Image point grounding data
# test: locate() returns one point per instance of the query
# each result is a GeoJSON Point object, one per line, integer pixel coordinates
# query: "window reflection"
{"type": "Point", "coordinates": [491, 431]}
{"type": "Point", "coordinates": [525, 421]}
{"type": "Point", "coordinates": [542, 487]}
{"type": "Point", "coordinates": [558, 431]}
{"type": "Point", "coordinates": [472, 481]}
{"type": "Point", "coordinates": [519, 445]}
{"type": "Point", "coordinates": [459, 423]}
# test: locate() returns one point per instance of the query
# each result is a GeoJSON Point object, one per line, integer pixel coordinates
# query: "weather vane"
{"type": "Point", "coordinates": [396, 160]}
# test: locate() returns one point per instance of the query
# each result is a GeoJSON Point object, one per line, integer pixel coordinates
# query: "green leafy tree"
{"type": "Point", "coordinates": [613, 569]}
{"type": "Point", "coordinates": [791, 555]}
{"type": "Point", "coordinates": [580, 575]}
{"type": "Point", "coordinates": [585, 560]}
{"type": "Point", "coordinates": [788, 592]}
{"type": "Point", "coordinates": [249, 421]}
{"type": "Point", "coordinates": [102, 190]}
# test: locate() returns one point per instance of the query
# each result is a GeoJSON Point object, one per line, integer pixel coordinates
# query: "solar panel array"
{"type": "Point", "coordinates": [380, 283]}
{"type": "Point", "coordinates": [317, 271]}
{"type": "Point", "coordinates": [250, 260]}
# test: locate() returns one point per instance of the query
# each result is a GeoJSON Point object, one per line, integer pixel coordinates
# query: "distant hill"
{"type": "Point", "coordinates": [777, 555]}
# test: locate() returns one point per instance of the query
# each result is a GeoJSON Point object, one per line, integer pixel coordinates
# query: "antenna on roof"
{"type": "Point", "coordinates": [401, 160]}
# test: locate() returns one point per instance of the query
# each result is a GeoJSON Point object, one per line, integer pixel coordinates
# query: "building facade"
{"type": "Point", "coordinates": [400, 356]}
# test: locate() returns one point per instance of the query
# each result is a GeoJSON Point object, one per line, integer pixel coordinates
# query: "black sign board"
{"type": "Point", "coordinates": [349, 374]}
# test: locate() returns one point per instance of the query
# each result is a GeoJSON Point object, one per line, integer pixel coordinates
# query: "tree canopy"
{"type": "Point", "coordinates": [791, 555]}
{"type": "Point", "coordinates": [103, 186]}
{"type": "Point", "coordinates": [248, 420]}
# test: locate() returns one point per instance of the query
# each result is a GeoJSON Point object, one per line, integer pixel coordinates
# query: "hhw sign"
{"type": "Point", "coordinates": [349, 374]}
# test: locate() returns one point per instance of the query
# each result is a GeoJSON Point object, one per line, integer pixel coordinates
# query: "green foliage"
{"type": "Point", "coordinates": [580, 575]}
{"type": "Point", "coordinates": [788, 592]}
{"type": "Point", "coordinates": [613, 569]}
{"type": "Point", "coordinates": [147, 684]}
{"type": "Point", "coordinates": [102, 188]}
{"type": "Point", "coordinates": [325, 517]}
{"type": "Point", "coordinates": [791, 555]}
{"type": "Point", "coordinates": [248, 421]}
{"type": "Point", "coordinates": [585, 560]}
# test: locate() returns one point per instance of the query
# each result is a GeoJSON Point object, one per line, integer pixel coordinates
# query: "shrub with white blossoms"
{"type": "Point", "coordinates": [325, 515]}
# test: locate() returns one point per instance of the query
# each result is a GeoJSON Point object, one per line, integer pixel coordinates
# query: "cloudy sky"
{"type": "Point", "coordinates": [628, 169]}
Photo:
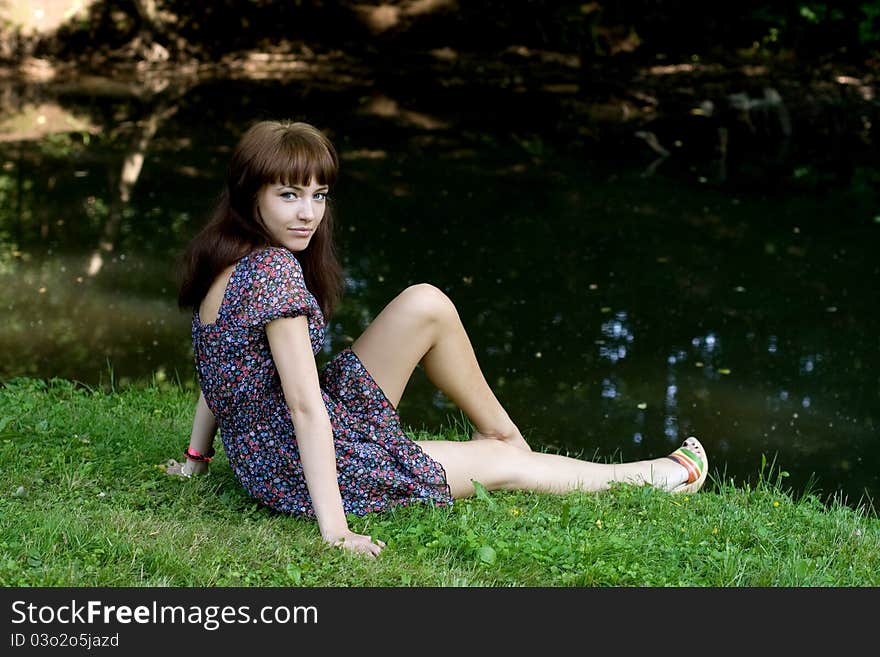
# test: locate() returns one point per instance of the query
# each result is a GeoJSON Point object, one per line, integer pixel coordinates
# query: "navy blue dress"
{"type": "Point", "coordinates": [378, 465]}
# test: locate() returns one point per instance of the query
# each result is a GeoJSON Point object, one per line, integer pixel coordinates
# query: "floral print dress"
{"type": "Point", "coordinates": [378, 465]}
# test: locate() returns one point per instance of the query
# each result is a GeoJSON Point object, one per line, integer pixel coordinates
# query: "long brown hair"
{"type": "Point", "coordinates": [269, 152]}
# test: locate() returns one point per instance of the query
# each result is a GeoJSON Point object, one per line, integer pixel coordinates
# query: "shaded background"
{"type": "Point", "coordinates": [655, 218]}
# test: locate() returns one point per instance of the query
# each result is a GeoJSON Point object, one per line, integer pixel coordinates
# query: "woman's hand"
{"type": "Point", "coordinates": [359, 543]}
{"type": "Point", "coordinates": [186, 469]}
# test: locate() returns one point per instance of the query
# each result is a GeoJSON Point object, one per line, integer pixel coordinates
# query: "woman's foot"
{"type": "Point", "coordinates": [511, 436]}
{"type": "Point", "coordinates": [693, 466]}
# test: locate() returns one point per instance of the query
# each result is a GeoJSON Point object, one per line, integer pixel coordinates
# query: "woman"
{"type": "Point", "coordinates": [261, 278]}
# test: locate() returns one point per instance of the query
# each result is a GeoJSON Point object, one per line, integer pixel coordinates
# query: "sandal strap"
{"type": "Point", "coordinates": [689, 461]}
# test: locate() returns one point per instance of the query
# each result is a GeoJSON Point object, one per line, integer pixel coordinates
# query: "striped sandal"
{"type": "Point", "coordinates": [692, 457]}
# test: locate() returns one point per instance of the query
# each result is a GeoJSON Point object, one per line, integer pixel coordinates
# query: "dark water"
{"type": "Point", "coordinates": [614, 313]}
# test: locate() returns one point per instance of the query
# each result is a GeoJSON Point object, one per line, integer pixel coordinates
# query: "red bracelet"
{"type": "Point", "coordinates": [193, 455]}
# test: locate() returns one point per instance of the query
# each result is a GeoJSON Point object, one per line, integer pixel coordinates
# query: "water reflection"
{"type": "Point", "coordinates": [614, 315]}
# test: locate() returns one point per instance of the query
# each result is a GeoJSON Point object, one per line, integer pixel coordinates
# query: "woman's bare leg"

YOUR OBJECTIVE
Give back the entries verbatim. Do not include any picture.

RESPONSE TO THE TASK
# test: locate() returns one point per instance of the query
# each result is a GeoJSON Point object, one per line, integer pixel coordinates
# query: "window reflection"
{"type": "Point", "coordinates": [491, 431]}
{"type": "Point", "coordinates": [525, 421]}
{"type": "Point", "coordinates": [542, 487]}
{"type": "Point", "coordinates": [558, 431]}
{"type": "Point", "coordinates": [472, 481]}
{"type": "Point", "coordinates": [519, 445]}
{"type": "Point", "coordinates": [459, 423]}
# test: locate() returns one point per instance of the query
# each result is a GeoJSON Point object, one per line, integer pixel coordinates
# query: "weather vane"
{"type": "Point", "coordinates": [396, 160]}
# test: locate() returns one point per instance of the query
# each result is a GeoJSON Point object, one per line, integer pixel coordinates
# query: "green leafy tree"
{"type": "Point", "coordinates": [613, 569]}
{"type": "Point", "coordinates": [791, 555]}
{"type": "Point", "coordinates": [580, 575]}
{"type": "Point", "coordinates": [585, 560]}
{"type": "Point", "coordinates": [788, 592]}
{"type": "Point", "coordinates": [249, 421]}
{"type": "Point", "coordinates": [102, 190]}
# test: locate() returns one point per instance of the query
# each result is a GeoJSON Point object, one per line, integer pixel coordinates
# query: "solar panel array"
{"type": "Point", "coordinates": [380, 283]}
{"type": "Point", "coordinates": [317, 271]}
{"type": "Point", "coordinates": [250, 260]}
# test: locate() returns one point per instance of the query
# each result is a GeoJSON Point object, one per line, integer pixel coordinates
# query: "distant hill"
{"type": "Point", "coordinates": [777, 555]}
# test: locate() returns one point per instance of the query
# each result is a GeoJSON Point object, one per line, integer pixel coordinates
# query: "antenna on roof"
{"type": "Point", "coordinates": [401, 160]}
# test: locate() returns one point per instance of the query
# each result is a GeoJSON Point object, one per line, integer pixel coordinates
# query: "building facade"
{"type": "Point", "coordinates": [400, 356]}
# test: locate() returns one point per instance of the query
# each result is a GeoJSON Point object, one per line, integer pixel coordinates
# query: "black sign board"
{"type": "Point", "coordinates": [349, 374]}
# test: locate() returns one point per instance of the query
# each result is a GeoJSON Point object, one per line, integer pixel coordinates
# query: "tree canopy"
{"type": "Point", "coordinates": [791, 555]}
{"type": "Point", "coordinates": [103, 186]}
{"type": "Point", "coordinates": [248, 420]}
# test: locate() returns one point per instance of the query
# each result is a GeoJSON Point object, one per line, integer pixel coordinates
# query: "hhw sign"
{"type": "Point", "coordinates": [349, 374]}
# test: locate() returns one point per instance of the query
# each result is a GeoJSON Point object, one per line, integer pixel coordinates
# query: "green foliage"
{"type": "Point", "coordinates": [580, 575]}
{"type": "Point", "coordinates": [788, 592]}
{"type": "Point", "coordinates": [613, 569]}
{"type": "Point", "coordinates": [147, 684]}
{"type": "Point", "coordinates": [102, 188]}
{"type": "Point", "coordinates": [325, 517]}
{"type": "Point", "coordinates": [791, 555]}
{"type": "Point", "coordinates": [248, 421]}
{"type": "Point", "coordinates": [585, 560]}
# test: locate() returns one point per instance of the query
# each result is a GeoJSON Point object, one per line, integer pixel coordinates
# query: "shrub with white blossoms"
{"type": "Point", "coordinates": [325, 515]}
# test: locate() returns one point per instance of the query
# each result is a GeoJSON Point object, one per line, integer pixel coordinates
# query: "cloudy sky"
{"type": "Point", "coordinates": [628, 169]}
Photo:
# test: locate() returns one point per instance of the query
# each result is a GeoJSON Point object, one per line, integer pixel coordinates
# query: "navy blue dress"
{"type": "Point", "coordinates": [378, 465]}
# test: locate() returns one point per instance of the query
# each result is a GeoJSON Point object, one per line, integer pixel coordinates
# query: "floral print dress"
{"type": "Point", "coordinates": [378, 465]}
# test: locate() returns one point per instance of the query
# each result is a GeoJSON Point object, one per line, integer pixel coordinates
# query: "long brown hair"
{"type": "Point", "coordinates": [269, 152]}
# test: locate() returns one point per instance of the query
# each result is a GeoJSON Point object, one per line, integer pixel coordinates
# query: "shaded background"
{"type": "Point", "coordinates": [655, 218]}
# test: locate() returns one point per instance of the query
# each result is a GeoJSON Point object, one per line, integer pixel coordinates
# query: "woman's hand"
{"type": "Point", "coordinates": [359, 543]}
{"type": "Point", "coordinates": [186, 469]}
# test: locate() returns one point per instance of the query
# each result is a GeoJSON Point object, one per line, integer pixel coordinates
# query: "woman's foot"
{"type": "Point", "coordinates": [511, 436]}
{"type": "Point", "coordinates": [693, 466]}
# test: locate() returns one point per instance of the query
# each result is a GeoJSON Point object, one per line, integer pixel coordinates
# query: "woman"
{"type": "Point", "coordinates": [261, 278]}
# test: locate() returns one point per instance of the query
# each result is a GeoJSON Point object, one per line, integer pixel coordinates
# query: "sandal strap"
{"type": "Point", "coordinates": [689, 461]}
# test: locate() returns one point per instance of the query
# each result is a GeoJSON Point object, one per line, integer pixel coordinates
# query: "striped sandal"
{"type": "Point", "coordinates": [692, 457]}
# test: locate() returns one point per instance of the query
# each result is a GeoJSON Point object, one per line, integer pixel coordinates
# query: "dark water"
{"type": "Point", "coordinates": [614, 313]}
# test: locate() returns one point per instance of the query
# each result is a GeoJSON Point object, one per line, integer pixel coordinates
# query: "red bracelet"
{"type": "Point", "coordinates": [193, 455]}
# test: locate() returns one point per instance of the query
# each result is a GeoJSON Point object, one per line, integer pixel coordinates
# query: "water reflection"
{"type": "Point", "coordinates": [614, 315]}
# test: locate() returns one point per instance of the query
# each result is a GeoJSON Point object, one per line, integer pixel coordinates
# query: "woman's bare leg"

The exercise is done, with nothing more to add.